A Gaussian process (GP) is an indexed collection of random variables, any finite collection of which are jointly Gaussian. While this definition applies to finite index sets, it is typically implicit that the index set is infinite; in applications, it is often some finite dimensional real or complex vector space. In such cases, the GP may be thought of as a distribution over (real- or complex-valued) functions defined over the index set.

tfd_gaussian_process(
  kernel,
  index_points,
  mean_fn = NULL,
  observation_noise_variance = 0,
  jitter = 1e-06,
  validate_args = FALSE,
  allow_nan_stats = FALSE,
  name = "GaussianProcess"
)

Arguments

kernel

PositiveSemidefiniteKernel-like instance representing the GP's covariance function.

index_points

float Tensor representing finite (batch of) vector(s) of points in the index set over which the GP is defined. Shape has the form [b1, ..., bB, e1, f1, ..., fF] where F is the number of feature dimensions and must equal kernel$feature_ndims and e1 is the number (size) of index points in each batch (we denote it e1 to distinguish it from the numer of inducing index points, denoted e2 below). Ultimately the GaussianProcess distribution corresponds to an e1-dimensional multivariate normal. The batch shape must be broadcastable with kernel$batch_shape, the batch shape of inducing_index_points, and any batch dims yielded by mean_fn.

mean_fn

function that acts on index points to produce a (batch of) vector(s) of mean values at those index points. Takes a Tensor of shape [b1, ..., bB, f1, ..., fF] and returns a Tensor whose shape is (broadcastable with) [b1, ..., bB]. Default value: NULL implies constant zero function.

observation_noise_variance

float Tensor representing the variance of the noise in the Normal likelihood distribution of the model. May be batched, in which case the batch shape must be broadcastable with the shapes of all other batched parameters (kernel$batch_shape, index_points, etc.). Default value: 0.

jitter

float scalar Tensor added to the diagonal of the covariance matrix to ensure positive definiteness of the covariance matrix. Default value: 1e-6.

validate_args

Logical, default FALSE. When TRUE distribution parameters are checked for validity despite possibly degrading runtime performance. When FALSE invalid inputs may silently render incorrect outputs. Default value: FALSE.

_ _ _ _ _ _ _

Exercise description: Summarize the Gaussian process documentation in two sentences. The material that comes next has no connection to the Gaussian process documentation.

Information shown:
_ _ _ _ _ _ _

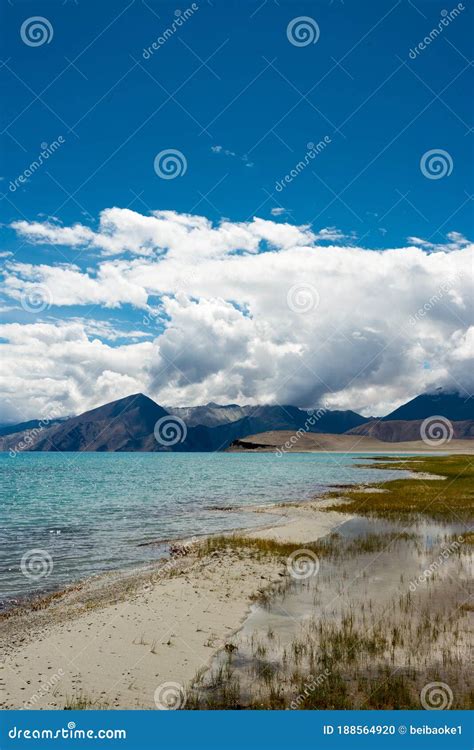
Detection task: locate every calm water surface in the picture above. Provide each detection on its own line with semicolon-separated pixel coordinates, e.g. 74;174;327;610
0;453;405;608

_ _ _ _ _ _ _

Exercise output: A Gaussian process is an indexed collection of random variables, any finite collection of which are jointly Gaussian, and when its index set is a vector space it may be thought of as a distribution over functions defined on that set. The tfd_gaussian_process function takes a kernel representing the covariance function and a Tensor of index points, along with optional arguments such as a mean function that defaults to a constant zero function, an observation noise variance that defaults to 0, and a jitter of 1e-6 added to the covariance matrix diagonal to ensure positive definiteness.